- [Directions for this task]
Copy the material word for word, everything from the line containing "of the tripod" down to the line containing "Target: power line", with both of those lines included.

- [Given records]
•••••

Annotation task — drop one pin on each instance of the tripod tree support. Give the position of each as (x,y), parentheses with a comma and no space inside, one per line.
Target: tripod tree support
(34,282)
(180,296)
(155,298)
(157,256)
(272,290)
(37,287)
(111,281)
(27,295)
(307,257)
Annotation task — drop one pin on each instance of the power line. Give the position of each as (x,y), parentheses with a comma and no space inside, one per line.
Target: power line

•••••

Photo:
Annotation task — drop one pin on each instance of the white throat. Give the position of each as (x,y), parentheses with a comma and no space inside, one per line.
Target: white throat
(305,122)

•••••

- [Reply to the task]
Annotation task — drop one pin on each instance of the tripod tree support. Give the position of each as (x,y), parentheses with a comma and no space inside, one per line.
Target: tripod tree support
(34,282)
(180,296)
(155,298)
(157,256)
(272,290)
(37,287)
(111,281)
(27,295)
(307,257)
Annotation task — drop one pin on each instance of the power line. Give the position of each as (x,y), parentheses with a comma and no space inside, one per line.
Target: power line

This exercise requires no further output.